• Texto da página
Houve uma série de ações por parte do ministério da saúde com o objetivo de bloqueio do surto para que ela não se alastre para outros lugares. Então o Ministério da Saúde iniciou um conjunto de ações nessas regiões, mas também em outras partes do Brasil.
No meu ver ainda tem que melhorar a cobertura de vacina. Também é necessário acompanhar as ações e fazer um monitoramento epidemiológico do que está acontecendo, rastrear o vírus, identificar os grupos etários atingidos, para dessa maneira construir as estratégias mais eficientes de controle. É acredito que isso já está sendo feito. E entendo que uma vez implementada de maneira efetiva conseguiremos controlar esse surto.
- Há casos de outras vacinas que podem estar sendo negligenciadas?
Sem dúvida. Esse é um ponto muito importante. Isso serve para outras doenças. Com a rubéola não é diferente. A própria poliomielite tem cobertura baixa. E só temos casos de poliomielite selvagem em dois países: Afeganistão e Paquistão.

• Conjunto de registros

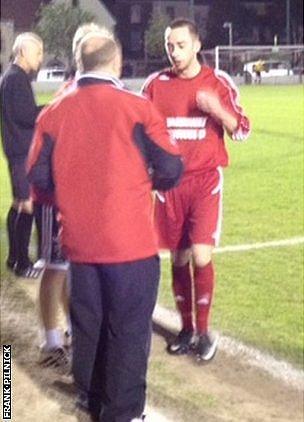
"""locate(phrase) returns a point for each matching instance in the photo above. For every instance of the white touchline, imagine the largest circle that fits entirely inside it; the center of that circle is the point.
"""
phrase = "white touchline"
(250, 246)
(279, 369)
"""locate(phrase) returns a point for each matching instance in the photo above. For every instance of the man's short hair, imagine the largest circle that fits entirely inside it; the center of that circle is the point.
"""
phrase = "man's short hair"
(96, 50)
(184, 22)
(85, 29)
(22, 39)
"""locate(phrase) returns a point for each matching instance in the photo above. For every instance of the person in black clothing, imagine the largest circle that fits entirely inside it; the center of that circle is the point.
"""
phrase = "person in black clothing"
(18, 115)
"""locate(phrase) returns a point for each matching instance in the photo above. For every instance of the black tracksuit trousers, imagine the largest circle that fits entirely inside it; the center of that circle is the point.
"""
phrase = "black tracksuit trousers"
(111, 312)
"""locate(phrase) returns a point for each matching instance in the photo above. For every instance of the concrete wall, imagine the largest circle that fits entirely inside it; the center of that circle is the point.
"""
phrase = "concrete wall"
(136, 84)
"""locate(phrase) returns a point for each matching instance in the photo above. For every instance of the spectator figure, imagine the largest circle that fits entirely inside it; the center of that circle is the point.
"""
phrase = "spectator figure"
(102, 180)
(258, 68)
(198, 104)
(18, 113)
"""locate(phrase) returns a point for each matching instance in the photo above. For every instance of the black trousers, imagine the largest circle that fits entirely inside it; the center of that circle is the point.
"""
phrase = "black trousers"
(111, 313)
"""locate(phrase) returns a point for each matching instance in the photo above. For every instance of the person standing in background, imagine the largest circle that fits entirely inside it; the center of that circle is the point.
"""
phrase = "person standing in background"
(18, 115)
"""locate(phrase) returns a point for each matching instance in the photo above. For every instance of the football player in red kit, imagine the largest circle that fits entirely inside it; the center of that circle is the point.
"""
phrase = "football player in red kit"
(199, 105)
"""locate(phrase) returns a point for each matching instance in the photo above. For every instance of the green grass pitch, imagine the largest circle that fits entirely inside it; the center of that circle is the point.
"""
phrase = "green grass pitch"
(259, 293)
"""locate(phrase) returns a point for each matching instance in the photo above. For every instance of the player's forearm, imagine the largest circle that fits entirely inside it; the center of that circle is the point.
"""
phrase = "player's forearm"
(227, 120)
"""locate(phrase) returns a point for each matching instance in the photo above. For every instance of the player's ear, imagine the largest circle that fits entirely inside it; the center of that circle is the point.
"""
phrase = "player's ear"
(197, 45)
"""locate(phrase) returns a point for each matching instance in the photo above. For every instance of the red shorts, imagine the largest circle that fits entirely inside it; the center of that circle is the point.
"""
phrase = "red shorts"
(191, 213)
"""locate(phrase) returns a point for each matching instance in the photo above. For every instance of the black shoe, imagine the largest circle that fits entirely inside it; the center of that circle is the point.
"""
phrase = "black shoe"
(27, 272)
(205, 347)
(182, 344)
(82, 404)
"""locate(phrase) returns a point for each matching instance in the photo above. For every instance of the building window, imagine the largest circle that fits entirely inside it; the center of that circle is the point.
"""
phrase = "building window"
(170, 12)
(135, 13)
(136, 41)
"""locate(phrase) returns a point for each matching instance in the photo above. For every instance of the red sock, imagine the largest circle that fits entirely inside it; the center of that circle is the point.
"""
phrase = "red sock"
(182, 289)
(203, 287)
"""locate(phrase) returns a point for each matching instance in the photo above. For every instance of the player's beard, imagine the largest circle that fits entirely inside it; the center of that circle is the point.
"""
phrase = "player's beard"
(183, 66)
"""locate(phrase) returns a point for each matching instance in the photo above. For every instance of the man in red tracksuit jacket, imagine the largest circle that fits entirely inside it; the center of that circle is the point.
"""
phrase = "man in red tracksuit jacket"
(102, 150)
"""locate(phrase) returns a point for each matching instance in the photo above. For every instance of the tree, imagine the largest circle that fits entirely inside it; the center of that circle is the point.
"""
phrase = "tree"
(154, 35)
(57, 25)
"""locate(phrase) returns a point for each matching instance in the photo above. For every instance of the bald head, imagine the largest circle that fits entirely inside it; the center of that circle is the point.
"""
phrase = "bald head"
(85, 29)
(99, 53)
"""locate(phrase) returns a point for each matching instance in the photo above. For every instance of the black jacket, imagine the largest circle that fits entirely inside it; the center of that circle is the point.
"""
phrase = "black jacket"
(18, 113)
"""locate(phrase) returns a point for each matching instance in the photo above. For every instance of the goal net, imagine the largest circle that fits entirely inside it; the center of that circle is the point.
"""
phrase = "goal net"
(277, 60)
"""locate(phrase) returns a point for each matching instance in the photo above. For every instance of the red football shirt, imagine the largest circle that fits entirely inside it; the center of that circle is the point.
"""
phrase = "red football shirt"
(200, 137)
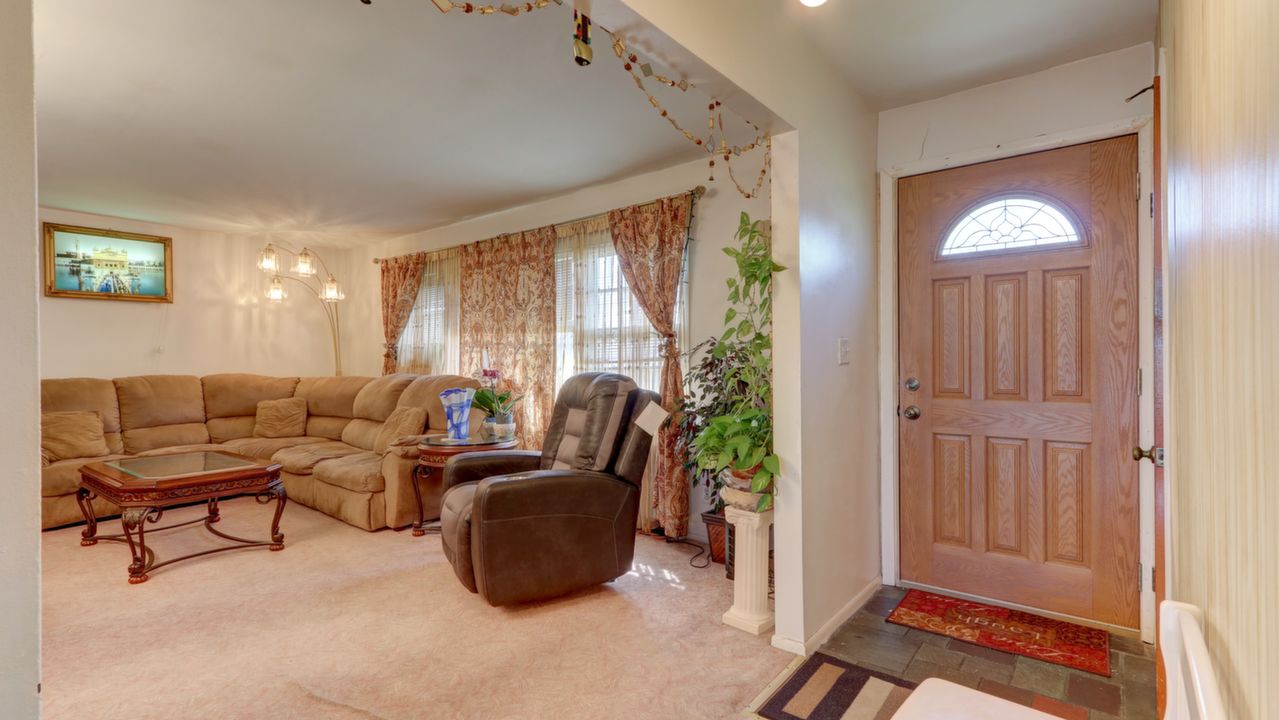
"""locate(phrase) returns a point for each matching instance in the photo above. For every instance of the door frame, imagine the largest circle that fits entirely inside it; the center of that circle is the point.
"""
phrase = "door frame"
(890, 536)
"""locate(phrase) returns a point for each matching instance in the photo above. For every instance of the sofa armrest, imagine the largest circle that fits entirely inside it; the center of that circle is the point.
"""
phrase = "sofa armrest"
(473, 467)
(408, 445)
(544, 533)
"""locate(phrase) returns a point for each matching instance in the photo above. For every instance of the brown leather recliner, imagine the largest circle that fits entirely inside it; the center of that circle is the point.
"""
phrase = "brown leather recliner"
(522, 526)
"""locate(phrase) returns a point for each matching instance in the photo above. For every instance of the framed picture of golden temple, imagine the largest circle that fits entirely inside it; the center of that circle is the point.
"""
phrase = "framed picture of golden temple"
(85, 262)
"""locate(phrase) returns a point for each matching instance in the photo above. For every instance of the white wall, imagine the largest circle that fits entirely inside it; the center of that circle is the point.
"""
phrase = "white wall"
(1071, 97)
(220, 321)
(828, 556)
(19, 357)
(1223, 393)
(715, 219)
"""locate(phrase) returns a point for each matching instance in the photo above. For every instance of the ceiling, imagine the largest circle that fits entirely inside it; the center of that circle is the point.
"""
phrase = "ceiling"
(902, 51)
(329, 118)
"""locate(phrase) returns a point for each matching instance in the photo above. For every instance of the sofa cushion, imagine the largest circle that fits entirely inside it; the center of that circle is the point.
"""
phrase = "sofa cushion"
(223, 429)
(400, 423)
(264, 448)
(330, 427)
(179, 449)
(230, 402)
(302, 459)
(238, 394)
(164, 436)
(361, 432)
(63, 476)
(282, 418)
(425, 393)
(154, 400)
(331, 397)
(361, 472)
(157, 411)
(72, 434)
(85, 394)
(379, 398)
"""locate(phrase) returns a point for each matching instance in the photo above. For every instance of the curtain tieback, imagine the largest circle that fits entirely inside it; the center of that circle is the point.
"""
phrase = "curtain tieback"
(670, 347)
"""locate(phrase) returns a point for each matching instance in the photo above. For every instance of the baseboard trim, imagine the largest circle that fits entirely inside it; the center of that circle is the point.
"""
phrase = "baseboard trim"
(838, 619)
(819, 638)
(789, 645)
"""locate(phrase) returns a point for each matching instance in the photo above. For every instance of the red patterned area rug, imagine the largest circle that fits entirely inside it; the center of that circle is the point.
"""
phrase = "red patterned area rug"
(1011, 631)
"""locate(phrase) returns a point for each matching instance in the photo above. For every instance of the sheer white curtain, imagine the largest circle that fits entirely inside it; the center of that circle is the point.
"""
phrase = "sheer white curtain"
(599, 324)
(430, 343)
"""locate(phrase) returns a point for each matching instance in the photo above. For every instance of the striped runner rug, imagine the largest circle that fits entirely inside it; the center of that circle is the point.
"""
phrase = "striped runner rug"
(828, 688)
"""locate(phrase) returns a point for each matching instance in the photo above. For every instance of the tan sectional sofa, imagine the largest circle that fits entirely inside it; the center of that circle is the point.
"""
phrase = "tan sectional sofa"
(333, 468)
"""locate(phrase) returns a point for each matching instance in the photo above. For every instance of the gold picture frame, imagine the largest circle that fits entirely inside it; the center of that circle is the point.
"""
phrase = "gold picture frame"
(106, 265)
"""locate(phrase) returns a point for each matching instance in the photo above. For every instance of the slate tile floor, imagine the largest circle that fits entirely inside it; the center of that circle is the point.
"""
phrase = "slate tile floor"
(915, 655)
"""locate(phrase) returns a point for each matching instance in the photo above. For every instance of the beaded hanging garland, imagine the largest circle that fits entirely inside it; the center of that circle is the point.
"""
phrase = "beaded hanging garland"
(715, 142)
(509, 8)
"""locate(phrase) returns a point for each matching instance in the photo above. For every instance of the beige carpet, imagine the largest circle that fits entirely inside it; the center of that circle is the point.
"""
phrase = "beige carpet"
(347, 624)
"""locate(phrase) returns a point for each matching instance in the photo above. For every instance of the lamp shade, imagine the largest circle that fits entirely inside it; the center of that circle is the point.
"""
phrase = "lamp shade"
(331, 290)
(267, 260)
(305, 264)
(275, 292)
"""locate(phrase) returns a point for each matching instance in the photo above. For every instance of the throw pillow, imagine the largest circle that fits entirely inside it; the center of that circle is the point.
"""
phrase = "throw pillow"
(73, 434)
(282, 418)
(399, 423)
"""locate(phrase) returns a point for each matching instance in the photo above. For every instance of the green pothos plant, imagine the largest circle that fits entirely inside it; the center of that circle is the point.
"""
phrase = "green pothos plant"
(739, 439)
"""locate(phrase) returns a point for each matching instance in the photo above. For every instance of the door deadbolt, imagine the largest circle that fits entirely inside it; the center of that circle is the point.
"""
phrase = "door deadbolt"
(1154, 454)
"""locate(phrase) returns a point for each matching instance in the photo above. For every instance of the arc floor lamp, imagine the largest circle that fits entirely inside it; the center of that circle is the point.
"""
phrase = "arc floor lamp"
(306, 270)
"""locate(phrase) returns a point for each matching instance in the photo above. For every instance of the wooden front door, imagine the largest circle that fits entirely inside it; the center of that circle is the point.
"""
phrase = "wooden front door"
(1018, 380)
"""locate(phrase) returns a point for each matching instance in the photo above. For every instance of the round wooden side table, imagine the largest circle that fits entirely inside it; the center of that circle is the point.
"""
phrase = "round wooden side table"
(435, 453)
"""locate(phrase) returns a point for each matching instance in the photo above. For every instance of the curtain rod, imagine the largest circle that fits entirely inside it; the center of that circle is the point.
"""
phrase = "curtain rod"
(696, 192)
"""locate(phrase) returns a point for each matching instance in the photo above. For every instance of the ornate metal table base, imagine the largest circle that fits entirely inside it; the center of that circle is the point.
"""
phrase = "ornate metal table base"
(136, 519)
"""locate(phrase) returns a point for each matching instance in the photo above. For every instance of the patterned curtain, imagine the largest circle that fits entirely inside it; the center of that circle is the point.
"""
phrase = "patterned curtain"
(650, 242)
(402, 276)
(508, 308)
(429, 344)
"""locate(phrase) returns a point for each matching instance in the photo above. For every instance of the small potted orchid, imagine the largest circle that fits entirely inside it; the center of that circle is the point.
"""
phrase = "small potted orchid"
(498, 406)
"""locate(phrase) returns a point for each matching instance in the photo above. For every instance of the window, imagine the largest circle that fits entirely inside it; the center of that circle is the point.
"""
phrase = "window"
(429, 344)
(599, 324)
(1011, 223)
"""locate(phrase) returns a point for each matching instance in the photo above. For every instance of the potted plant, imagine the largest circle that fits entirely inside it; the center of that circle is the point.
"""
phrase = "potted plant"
(706, 397)
(499, 411)
(739, 440)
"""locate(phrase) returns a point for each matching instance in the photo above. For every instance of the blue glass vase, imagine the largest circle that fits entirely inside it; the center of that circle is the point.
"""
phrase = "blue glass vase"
(457, 408)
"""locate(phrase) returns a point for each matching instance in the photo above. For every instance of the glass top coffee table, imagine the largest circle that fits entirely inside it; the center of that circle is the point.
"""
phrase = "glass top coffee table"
(145, 486)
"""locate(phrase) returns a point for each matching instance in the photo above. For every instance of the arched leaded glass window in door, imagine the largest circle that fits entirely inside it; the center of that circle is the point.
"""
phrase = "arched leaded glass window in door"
(1011, 223)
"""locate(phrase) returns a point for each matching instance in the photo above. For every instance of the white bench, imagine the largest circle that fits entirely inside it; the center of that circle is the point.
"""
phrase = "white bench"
(1192, 689)
(936, 698)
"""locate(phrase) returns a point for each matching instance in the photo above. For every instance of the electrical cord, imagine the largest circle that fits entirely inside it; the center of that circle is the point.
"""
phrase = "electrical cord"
(701, 550)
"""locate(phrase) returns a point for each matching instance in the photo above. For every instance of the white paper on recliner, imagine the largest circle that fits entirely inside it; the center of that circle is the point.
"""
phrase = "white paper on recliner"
(651, 418)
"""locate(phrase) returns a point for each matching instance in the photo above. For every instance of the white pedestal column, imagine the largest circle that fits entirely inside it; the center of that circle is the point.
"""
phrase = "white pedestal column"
(750, 609)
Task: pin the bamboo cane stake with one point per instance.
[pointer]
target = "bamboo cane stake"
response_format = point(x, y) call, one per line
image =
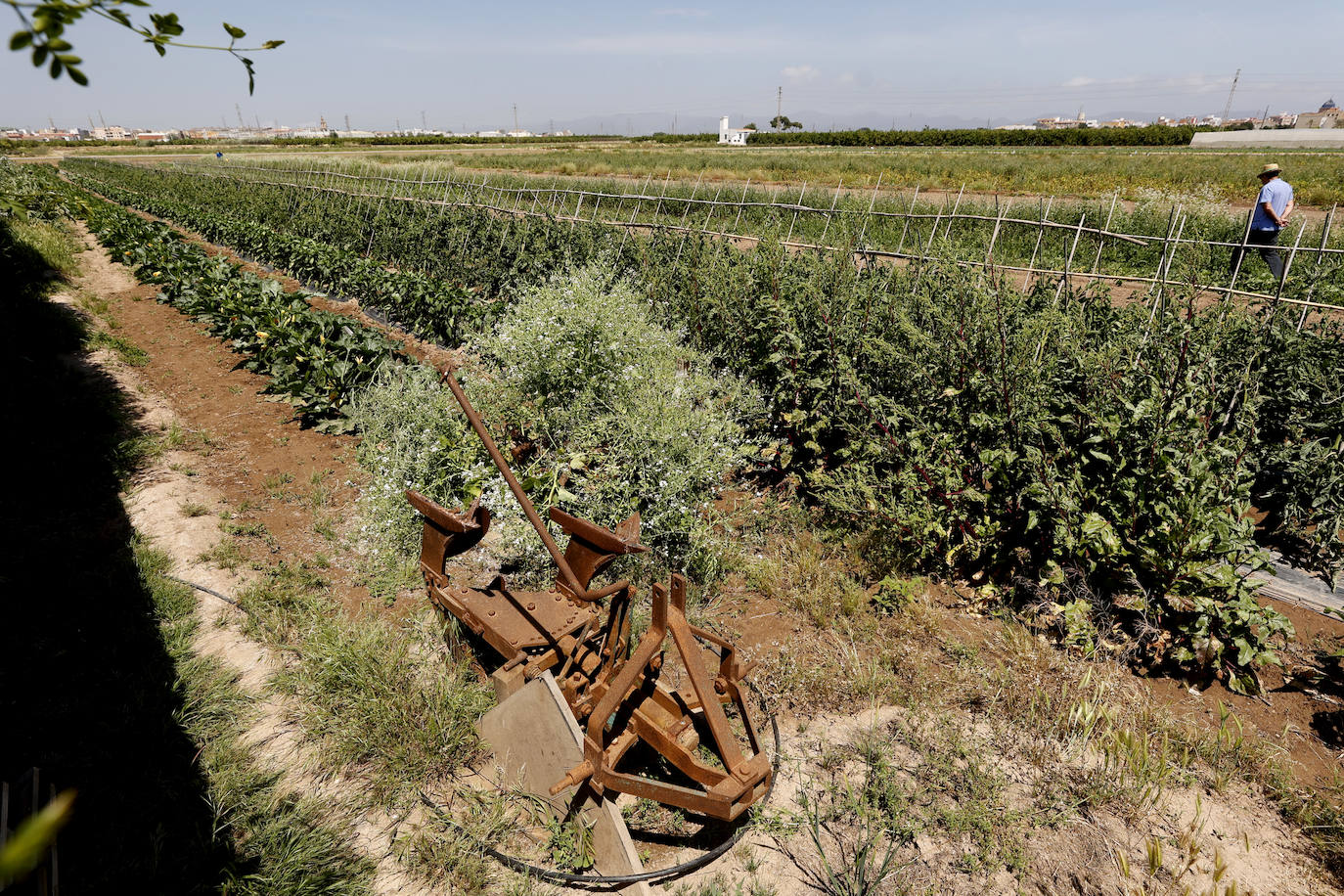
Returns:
point(872, 203)
point(1041, 236)
point(1325, 236)
point(955, 207)
point(906, 222)
point(830, 215)
point(1292, 254)
point(1100, 238)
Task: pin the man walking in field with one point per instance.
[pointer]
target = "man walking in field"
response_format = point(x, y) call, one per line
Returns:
point(1273, 205)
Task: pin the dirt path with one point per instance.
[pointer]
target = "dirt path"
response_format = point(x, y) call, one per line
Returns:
point(238, 452)
point(176, 500)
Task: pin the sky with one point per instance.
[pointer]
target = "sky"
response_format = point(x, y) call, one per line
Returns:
point(637, 67)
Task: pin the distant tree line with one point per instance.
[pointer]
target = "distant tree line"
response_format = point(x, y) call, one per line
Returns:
point(424, 140)
point(1150, 136)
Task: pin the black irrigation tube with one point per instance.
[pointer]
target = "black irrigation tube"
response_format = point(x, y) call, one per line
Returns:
point(201, 587)
point(563, 877)
point(605, 880)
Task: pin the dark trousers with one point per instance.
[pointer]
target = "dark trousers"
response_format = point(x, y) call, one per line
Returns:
point(1268, 240)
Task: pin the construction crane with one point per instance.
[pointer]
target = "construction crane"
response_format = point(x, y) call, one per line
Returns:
point(1228, 109)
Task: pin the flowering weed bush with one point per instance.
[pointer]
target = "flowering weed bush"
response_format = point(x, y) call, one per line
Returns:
point(615, 414)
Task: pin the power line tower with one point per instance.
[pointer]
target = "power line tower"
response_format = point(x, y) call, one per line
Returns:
point(1228, 109)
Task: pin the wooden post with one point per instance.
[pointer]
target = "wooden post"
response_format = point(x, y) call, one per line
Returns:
point(863, 231)
point(1240, 251)
point(1100, 237)
point(994, 237)
point(657, 208)
point(1289, 265)
point(1069, 259)
point(740, 204)
point(829, 216)
point(955, 207)
point(1041, 236)
point(682, 242)
point(905, 225)
point(801, 194)
point(1165, 266)
point(1320, 254)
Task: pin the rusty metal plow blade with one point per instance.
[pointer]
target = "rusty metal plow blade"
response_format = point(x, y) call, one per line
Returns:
point(704, 730)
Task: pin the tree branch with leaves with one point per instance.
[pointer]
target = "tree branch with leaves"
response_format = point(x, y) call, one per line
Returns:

• Pedido de tarefa A
Mude o trecho do texto sobre vacinação que vai de "No meu ver ainda" até "estar sendo negligenciadas?", incluindo os dois, trocando "vírus" por "patógeno", e escreva o trecho de novo.
• Pedido de tarefa B
Passe para o inglês esta frase do texto sobre vacinação: "A própria poliomielite tem cobertura baixa."
Os registros não servem para nada aqui.

• Sua resposta A
No meu ver ainda tem que melhorar a cobertura de vacina. Também é necessário acompanhar as ações e fazer um monitoramento epidemiológico do que está acontecendo, rastrear o patógeno, identificar os grupos etários atingidos, para dessa maneira construir as estratégias mais eficientes de controle. É acredito que isso já está sendo feito. E entendo que uma vez implementada de maneira efetiva conseguiremos controlar esse surto.
- Há casos de outras vacinas que podem estar sendo negligenciadas?

• Sua resposta B
Polio itself has low coverage.